:: DATA SHOWN ::
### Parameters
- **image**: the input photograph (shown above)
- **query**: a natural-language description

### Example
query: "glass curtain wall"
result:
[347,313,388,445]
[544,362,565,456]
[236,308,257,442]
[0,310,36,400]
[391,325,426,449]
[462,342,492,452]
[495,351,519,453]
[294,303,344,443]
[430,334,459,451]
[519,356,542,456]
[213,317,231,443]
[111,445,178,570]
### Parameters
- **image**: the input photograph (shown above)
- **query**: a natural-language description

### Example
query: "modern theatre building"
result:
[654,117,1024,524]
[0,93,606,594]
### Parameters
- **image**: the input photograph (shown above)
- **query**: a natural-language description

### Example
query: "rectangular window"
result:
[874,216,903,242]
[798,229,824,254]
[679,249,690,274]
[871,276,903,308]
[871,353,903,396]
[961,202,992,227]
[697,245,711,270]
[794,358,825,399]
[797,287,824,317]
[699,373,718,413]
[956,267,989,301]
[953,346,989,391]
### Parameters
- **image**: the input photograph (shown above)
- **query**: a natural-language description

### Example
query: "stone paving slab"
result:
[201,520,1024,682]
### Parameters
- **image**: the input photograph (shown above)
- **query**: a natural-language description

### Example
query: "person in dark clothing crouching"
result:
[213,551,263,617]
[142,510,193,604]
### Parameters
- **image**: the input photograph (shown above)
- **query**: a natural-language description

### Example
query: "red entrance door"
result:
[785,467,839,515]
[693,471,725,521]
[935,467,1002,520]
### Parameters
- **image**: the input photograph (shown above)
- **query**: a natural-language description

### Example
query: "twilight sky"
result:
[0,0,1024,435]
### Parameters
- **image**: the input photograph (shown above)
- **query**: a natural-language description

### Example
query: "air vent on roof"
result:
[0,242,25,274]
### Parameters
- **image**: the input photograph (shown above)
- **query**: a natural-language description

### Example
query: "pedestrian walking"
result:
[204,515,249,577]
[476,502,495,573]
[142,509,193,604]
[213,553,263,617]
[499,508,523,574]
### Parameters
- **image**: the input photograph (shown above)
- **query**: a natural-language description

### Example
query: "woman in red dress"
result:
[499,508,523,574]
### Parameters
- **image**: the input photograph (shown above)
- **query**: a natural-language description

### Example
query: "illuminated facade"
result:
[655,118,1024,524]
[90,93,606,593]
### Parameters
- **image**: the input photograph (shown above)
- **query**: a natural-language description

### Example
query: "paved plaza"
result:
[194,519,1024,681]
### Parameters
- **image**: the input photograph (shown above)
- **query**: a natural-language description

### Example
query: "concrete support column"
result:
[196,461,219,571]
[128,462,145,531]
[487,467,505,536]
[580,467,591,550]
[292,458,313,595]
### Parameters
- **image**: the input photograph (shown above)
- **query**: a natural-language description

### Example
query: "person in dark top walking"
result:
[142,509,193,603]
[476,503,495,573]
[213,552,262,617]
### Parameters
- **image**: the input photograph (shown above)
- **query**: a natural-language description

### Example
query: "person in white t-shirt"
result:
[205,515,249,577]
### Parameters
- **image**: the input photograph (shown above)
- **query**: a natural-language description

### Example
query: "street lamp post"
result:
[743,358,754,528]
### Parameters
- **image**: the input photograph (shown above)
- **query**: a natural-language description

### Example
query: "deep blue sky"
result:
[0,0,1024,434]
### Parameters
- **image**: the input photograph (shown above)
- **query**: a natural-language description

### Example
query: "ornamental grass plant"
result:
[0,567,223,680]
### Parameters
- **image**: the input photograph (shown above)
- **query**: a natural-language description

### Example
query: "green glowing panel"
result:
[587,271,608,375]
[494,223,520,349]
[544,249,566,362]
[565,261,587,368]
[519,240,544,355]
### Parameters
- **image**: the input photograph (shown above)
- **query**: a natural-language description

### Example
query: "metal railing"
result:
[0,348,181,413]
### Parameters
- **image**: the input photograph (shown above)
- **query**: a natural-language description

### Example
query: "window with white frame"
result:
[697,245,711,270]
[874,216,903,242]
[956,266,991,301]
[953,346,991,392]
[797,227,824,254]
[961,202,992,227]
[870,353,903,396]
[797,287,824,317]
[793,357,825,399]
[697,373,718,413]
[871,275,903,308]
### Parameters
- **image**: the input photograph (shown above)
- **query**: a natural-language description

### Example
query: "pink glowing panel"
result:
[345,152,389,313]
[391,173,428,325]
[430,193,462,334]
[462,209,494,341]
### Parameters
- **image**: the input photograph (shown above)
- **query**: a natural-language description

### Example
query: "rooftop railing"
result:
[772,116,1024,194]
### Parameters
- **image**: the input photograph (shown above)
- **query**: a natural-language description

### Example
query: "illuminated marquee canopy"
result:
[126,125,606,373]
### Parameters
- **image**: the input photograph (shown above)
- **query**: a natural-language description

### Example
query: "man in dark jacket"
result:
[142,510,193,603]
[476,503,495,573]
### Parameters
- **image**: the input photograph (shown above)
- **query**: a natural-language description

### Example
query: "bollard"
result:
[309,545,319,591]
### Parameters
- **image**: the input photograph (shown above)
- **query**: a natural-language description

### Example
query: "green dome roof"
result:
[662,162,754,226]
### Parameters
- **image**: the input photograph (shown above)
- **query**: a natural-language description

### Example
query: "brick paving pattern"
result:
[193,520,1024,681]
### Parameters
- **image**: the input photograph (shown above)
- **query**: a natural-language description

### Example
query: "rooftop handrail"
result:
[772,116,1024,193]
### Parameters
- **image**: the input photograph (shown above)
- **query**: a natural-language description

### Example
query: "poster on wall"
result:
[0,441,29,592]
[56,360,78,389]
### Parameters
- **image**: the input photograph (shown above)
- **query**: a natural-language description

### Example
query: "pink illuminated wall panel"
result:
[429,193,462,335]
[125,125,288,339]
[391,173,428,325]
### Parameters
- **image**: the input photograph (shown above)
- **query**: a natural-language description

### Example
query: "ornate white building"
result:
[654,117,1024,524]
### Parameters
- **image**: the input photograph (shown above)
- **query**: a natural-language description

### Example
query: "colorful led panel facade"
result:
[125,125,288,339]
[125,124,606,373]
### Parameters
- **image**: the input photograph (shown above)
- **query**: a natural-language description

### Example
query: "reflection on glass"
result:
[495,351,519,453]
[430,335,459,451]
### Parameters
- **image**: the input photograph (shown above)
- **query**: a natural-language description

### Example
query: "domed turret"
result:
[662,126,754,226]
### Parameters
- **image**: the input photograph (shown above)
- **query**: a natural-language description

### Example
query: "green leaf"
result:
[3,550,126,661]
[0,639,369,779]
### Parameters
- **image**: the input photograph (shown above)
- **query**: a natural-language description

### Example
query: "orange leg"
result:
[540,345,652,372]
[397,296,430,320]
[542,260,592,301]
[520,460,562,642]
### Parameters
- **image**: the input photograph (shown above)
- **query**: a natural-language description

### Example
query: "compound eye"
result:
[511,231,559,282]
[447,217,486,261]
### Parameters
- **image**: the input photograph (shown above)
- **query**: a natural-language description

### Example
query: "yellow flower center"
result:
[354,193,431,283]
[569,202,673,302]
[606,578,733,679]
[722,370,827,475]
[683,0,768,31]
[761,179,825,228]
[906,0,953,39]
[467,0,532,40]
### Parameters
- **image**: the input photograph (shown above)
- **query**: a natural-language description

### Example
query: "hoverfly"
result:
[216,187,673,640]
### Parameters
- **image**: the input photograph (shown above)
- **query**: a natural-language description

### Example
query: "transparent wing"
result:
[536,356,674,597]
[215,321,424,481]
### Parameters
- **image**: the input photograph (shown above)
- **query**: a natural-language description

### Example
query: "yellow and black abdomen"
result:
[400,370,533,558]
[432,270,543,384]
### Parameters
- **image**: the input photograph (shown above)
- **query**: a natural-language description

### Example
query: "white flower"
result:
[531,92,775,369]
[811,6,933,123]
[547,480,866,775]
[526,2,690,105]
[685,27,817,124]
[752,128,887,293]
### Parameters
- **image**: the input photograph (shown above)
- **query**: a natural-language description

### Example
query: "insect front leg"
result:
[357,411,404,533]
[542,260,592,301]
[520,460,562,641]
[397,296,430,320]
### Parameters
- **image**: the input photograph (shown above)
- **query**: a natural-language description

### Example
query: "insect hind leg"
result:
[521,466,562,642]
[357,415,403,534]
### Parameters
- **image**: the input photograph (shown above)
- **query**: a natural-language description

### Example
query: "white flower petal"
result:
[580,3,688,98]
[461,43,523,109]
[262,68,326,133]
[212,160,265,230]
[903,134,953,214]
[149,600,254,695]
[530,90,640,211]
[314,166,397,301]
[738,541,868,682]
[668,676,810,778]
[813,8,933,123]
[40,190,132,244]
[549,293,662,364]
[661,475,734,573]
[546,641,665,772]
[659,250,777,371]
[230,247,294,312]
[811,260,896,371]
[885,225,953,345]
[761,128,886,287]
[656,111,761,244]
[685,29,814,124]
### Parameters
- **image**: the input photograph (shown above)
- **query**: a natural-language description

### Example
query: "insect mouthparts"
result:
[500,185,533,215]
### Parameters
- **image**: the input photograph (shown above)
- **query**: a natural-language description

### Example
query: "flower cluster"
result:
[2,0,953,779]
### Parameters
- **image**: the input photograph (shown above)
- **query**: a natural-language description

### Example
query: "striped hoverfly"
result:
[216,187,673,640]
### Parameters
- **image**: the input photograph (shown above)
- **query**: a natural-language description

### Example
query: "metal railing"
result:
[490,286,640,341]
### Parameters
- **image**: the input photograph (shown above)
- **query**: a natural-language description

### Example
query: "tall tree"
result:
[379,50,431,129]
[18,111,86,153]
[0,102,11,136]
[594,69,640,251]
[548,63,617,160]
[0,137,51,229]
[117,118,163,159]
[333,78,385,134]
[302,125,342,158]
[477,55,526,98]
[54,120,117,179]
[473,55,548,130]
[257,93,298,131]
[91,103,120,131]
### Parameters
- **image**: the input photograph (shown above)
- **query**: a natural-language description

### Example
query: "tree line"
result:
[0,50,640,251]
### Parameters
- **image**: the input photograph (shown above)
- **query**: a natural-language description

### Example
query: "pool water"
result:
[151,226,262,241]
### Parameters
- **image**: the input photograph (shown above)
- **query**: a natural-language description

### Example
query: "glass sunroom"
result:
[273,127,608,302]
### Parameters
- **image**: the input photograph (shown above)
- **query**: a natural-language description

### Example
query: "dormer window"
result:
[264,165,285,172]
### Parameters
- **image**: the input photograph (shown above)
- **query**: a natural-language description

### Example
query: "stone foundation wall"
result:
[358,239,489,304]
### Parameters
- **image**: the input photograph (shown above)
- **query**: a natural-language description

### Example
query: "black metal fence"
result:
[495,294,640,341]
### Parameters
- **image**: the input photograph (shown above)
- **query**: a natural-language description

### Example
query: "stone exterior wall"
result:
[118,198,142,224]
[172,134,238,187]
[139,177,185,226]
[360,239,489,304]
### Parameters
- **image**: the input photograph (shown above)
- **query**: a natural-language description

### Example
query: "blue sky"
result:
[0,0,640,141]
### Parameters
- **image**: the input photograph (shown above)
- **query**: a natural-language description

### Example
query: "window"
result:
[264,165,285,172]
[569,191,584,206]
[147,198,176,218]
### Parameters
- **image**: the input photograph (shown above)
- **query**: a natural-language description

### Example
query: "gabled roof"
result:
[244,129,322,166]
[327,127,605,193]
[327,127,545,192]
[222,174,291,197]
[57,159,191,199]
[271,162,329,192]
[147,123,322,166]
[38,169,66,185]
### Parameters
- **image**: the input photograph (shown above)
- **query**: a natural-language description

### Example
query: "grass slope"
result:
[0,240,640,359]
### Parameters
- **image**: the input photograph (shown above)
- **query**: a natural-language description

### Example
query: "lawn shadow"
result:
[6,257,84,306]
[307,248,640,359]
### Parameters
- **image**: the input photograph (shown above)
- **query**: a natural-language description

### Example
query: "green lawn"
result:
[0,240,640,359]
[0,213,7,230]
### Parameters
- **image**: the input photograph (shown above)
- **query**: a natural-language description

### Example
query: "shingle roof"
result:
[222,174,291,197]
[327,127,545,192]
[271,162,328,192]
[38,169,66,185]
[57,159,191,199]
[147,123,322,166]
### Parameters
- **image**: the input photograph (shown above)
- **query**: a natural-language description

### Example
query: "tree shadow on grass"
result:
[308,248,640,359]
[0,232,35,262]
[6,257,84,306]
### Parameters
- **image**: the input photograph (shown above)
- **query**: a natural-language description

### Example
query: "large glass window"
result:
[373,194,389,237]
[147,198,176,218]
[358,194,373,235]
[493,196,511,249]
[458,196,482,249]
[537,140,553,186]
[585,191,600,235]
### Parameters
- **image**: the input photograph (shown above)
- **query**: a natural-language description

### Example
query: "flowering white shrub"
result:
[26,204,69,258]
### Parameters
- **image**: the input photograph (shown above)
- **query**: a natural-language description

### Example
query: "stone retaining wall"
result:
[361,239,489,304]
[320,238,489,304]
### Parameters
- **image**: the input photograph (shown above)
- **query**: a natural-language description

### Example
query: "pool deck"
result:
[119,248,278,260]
:::
STATED TASK
Pull out every line of the listing above that contains the word "window".

RESULT FOR THIS TASK
query: "rectangular window"
query: "window with white frame"
query: "dormer window"
query: "window"
query: "large glass window"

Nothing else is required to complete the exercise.